Given exercise: Write out, word for word, the stretch of the passage on Gabrielle's American trip from "The woman who put" through "Vanity Fair.".

Extracted text:
########################################
At another party, George Cukor introduced Gabrielle to his new “find,” Katharine Hepburn.
Gabrielle was taken around the studios, saw how films were made, saw the clothes, met the costumers, understood what the camera wanted and learned that her role was to create clothes that accentuated the personality of the stars. She was supposed to design costumes that would still be in fashion two years after she had created them; that was how long it took to make a film. She wasn't impressed by Beverly Hills, and the ruthlessness of the studio system appalled the woman who had fought so hard for her own independence. She believed the stars were “producers' servants,” and didn't have much time for many of the actors either. She thought that “once you've said the girls were beautiful and there were a lot of feathers around, you've said it all . . . You know perfectly well that everything “super” is the same. Super-sex, super productions . . .” Gabrielle would, however, enjoy quoting Garbo, saying to her later, “Without you I wouldn't have made it, with my little hat and my raincoat.”
The woman who put fashionable women into raincoats had met the stars, met the producers, wasn't that impressed and became impatient to get back to France. En route, she stopped again in New York, for what turned out to be a most useful set of encounters. She met Carmel Snow, now editor of
Harper's Bazaar;
Margaret Chase, editor of
Vogue;
and Condé Nast, the extraordinary magazine publisher who had a gift for making money; he lived in a thirty-room penthouse on Park Avenue. Nast had amassed a fortune through his publishing company; this included
Vogue
and
Vanity Fair.
His manipulation and machinations were legendary, and Gabrielle would always have a difficult relationship with this gifted yet unscrupulous man.
Something that impressed Gabrielle perhaps the most about the United States, and was to have a lasting effect on her attitudes, was the way she saw clothes sold in the great metropolis of New York. Taking a trip around the most elegant department stores, including Bloomingdale's, Macy's and Saks, she also visited the Seventh Avenue garment-making district, and was fascinated by S. Klein's, the huge discount store on Union Square.
Samuel Klein had begun, in 1912, with six hundred dollars, and by 1931, he owned the world's largest women's-wear store, selling as much as twenty-five million dollars' worth of clothes every year. This was then a vast sum. Klein made no attempt at aesthetics—the floors were bare, and there were no salespeople. Riffling through crude iron racks, customers selected dresses (all copies of one kind or another) without assistance and tried them on in crowded public dressing rooms. Klein didn't advertise, relying on rapid turnover and a markup of around 10 percent. If something on the $7.95 racks was there for more than two weeks, it was marked down a dollar. At the end of another two weeks, its price was cut again. Sometimes, dresses were sold for as little as one dollar. Large signs in Yiddish, Armenian, Polish and English read: “Don't try to steal, our detectives are everywhere.” Today, versions of this type of clothes shopping are common, but in 1933, Gabrielle was amazed.
S. Klein would become part of American mythology, and Gabrielle returned to France, confirmed in her prophesy to her fellow couturiers that copying was inevitable and Klein's selling policy was a sign of things to come. Refusing to believe this, the couturiers exerted themselves each season to prevent the pilfering of their ideas. And Gabrielle would say, “Fashion does not exist unless it goes down into the streets. The fashion that remains in the salons has no more significance than a costume ball.”
########################################
Extracted records:

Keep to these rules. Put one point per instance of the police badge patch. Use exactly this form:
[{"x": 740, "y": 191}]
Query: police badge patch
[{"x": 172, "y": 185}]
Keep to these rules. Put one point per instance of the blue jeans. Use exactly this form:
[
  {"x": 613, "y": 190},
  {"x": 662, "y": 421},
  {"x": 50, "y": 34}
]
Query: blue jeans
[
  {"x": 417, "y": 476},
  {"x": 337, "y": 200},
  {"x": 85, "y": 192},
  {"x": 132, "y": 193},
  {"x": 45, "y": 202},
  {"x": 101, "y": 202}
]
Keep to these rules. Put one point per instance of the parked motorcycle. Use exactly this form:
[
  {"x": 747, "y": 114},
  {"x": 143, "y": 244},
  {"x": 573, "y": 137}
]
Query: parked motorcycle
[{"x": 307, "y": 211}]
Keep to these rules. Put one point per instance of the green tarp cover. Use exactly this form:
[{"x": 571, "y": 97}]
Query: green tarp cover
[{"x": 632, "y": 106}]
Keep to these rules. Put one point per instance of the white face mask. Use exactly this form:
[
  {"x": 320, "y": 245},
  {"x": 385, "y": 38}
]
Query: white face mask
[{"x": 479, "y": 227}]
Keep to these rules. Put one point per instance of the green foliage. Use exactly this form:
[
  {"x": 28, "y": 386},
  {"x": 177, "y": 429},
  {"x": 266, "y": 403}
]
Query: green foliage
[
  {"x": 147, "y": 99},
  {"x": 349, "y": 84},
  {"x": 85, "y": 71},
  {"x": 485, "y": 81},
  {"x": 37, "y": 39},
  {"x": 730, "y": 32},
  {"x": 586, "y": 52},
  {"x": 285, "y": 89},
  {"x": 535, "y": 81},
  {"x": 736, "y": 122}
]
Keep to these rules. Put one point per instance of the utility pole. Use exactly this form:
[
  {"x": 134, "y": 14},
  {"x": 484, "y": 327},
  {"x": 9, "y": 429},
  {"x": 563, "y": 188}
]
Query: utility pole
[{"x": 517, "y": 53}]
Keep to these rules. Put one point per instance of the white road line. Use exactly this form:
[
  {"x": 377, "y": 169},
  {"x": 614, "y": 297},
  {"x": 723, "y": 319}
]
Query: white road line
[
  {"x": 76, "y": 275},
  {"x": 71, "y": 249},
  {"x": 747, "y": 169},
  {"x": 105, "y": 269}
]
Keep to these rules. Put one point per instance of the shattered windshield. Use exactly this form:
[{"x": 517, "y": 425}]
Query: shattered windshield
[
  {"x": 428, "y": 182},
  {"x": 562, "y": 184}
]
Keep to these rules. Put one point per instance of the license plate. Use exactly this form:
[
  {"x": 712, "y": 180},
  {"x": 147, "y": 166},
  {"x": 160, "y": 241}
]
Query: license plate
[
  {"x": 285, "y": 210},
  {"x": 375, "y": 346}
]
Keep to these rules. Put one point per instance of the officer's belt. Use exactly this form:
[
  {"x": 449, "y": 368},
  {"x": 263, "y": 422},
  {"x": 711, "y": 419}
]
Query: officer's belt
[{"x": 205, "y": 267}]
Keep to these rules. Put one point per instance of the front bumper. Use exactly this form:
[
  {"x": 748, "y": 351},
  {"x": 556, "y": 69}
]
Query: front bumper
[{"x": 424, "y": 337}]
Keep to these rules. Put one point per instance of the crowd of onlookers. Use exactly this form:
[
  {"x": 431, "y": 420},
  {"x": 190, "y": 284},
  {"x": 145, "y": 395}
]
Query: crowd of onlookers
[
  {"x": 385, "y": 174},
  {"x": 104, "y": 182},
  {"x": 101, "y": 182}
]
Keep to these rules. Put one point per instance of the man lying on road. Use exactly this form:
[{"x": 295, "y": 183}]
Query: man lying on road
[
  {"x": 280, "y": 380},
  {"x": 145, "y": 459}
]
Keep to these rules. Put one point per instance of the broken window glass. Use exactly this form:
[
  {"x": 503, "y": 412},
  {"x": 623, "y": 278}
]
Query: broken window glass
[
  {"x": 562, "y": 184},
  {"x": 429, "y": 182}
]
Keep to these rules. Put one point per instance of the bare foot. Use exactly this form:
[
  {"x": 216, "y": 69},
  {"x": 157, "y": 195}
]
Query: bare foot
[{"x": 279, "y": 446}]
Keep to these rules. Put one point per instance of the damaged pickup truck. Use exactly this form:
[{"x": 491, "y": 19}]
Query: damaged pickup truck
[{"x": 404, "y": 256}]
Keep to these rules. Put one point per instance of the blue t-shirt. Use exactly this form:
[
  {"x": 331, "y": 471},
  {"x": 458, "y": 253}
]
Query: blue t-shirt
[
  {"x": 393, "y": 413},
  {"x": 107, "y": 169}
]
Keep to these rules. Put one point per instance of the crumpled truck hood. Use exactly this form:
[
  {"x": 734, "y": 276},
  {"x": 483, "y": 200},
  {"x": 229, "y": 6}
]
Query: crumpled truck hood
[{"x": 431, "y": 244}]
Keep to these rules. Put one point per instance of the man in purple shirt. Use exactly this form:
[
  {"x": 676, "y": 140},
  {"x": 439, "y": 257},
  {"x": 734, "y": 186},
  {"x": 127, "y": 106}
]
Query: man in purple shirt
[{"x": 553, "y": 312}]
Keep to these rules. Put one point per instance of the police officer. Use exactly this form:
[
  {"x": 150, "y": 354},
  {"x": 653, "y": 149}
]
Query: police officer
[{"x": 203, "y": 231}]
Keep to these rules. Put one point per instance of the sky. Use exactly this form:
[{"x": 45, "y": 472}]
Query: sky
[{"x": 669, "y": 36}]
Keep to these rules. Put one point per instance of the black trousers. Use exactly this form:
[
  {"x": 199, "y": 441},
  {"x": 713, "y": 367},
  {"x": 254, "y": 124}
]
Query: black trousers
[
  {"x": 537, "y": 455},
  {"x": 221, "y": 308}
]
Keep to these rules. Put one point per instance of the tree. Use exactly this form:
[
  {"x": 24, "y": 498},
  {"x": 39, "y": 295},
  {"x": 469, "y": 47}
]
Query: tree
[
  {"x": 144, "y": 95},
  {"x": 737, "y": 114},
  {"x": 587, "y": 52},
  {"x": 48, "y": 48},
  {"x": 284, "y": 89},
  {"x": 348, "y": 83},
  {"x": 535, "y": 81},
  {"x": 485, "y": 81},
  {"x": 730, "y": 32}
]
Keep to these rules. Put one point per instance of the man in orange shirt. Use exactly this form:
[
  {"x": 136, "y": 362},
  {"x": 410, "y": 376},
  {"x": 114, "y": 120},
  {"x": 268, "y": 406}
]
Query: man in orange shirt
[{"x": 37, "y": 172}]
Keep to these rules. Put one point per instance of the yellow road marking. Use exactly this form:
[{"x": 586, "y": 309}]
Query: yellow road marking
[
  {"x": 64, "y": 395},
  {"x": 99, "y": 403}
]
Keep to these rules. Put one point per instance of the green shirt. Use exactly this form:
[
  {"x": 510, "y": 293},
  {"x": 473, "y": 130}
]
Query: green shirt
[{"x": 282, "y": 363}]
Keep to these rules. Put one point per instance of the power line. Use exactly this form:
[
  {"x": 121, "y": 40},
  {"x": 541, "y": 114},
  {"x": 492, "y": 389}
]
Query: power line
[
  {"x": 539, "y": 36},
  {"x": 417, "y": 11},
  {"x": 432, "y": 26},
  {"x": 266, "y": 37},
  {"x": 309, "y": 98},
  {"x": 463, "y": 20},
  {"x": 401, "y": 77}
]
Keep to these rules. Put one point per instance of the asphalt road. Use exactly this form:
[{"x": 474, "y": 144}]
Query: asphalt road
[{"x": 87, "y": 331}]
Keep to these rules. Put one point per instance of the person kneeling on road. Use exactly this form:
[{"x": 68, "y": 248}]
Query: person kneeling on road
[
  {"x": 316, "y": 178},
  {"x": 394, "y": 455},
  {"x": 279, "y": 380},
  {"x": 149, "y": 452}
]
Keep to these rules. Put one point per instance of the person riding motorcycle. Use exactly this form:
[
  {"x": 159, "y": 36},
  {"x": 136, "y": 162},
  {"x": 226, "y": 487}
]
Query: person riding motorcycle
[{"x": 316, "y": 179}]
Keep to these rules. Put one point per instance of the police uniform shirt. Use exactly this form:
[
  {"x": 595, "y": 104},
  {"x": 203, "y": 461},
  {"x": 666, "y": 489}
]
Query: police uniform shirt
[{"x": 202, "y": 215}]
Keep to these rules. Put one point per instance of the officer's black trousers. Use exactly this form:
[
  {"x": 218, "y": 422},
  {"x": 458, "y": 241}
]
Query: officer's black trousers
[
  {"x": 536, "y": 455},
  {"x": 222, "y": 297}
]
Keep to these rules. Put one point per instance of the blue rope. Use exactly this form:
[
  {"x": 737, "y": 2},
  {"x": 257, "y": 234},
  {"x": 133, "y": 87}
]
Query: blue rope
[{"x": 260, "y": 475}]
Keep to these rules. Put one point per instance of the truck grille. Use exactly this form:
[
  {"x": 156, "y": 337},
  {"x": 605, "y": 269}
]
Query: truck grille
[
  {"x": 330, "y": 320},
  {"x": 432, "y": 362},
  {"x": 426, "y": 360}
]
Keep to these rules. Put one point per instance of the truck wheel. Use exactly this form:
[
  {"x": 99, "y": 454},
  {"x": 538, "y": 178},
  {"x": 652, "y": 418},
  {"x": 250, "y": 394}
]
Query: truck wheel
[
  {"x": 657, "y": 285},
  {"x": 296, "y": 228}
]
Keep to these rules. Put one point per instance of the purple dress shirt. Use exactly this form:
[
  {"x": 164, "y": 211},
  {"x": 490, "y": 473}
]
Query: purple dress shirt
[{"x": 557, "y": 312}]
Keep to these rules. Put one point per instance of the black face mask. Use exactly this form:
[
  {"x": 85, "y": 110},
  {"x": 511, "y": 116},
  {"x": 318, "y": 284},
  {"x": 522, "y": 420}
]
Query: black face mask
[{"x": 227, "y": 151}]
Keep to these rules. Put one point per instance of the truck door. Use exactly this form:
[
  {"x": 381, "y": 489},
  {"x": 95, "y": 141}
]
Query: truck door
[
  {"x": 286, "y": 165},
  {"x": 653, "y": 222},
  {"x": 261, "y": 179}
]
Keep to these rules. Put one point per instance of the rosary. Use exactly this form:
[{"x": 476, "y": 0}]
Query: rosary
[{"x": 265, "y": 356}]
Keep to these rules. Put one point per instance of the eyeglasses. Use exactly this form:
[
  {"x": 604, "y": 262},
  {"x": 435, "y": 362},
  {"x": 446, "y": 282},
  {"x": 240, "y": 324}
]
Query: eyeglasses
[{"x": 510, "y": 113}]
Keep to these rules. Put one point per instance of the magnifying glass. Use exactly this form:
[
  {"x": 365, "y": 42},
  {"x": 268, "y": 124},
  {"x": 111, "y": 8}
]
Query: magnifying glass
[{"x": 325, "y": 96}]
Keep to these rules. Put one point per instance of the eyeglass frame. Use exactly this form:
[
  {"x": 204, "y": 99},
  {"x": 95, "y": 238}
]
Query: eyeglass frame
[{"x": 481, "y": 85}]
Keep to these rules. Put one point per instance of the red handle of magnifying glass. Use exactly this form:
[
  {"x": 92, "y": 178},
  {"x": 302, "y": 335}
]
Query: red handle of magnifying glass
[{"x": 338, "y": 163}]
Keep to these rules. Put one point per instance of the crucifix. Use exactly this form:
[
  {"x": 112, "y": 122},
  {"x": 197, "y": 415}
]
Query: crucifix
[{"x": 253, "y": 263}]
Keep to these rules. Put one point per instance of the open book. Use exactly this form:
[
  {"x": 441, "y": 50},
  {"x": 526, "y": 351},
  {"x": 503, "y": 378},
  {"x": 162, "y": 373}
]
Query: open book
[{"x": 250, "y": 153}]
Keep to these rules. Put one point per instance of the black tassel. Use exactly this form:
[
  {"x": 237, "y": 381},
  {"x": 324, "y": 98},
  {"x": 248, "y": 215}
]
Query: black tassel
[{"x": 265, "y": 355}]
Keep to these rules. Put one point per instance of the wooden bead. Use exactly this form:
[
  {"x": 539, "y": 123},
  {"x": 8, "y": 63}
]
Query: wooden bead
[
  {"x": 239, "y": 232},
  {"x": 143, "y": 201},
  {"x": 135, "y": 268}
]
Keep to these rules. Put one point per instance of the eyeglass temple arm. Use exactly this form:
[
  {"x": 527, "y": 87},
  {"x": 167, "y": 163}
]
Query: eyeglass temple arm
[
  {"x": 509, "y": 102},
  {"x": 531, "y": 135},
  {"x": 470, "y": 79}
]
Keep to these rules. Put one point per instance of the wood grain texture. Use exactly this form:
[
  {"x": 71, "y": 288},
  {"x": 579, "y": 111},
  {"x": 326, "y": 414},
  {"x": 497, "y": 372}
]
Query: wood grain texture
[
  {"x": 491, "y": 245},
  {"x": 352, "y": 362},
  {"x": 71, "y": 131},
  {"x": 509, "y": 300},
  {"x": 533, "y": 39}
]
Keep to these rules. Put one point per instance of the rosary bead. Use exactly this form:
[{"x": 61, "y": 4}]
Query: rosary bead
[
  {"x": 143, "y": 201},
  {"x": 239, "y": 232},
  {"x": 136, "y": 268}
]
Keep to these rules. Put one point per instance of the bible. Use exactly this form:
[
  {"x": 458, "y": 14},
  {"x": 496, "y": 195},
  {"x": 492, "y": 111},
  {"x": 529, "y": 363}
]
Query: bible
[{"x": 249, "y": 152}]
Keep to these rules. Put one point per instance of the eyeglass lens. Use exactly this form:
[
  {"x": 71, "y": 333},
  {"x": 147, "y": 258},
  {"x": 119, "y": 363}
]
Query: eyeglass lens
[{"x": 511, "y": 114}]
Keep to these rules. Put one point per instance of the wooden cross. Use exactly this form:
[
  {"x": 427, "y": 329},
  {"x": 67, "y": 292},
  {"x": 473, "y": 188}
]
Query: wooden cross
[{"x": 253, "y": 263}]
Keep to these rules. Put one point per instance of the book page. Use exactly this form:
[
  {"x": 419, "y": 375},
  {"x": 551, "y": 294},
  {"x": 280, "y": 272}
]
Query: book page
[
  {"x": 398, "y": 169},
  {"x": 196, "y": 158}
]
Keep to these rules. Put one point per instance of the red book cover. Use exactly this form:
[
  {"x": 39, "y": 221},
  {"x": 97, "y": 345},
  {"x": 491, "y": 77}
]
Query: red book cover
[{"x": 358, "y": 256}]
########################################
Response to this task:
The woman who put fashionable women into raincoats had met the stars, met the producers, wasn't that impressed and became impatient to get back to France. En route, she stopped again in New York, for what turned out to be a most useful set of encounters. She met Carmel Snow, now editor of
Harper's Bazaar;
Margaret Chase, editor of
Vogue;
and Condé Nast, the extraordinary magazine publisher who had a gift for making money; he lived in a thirty-room penthouse on Park Avenue. Nast had amassed a fortune through his publishing company; this included
Vogue
and
Vanity Fair.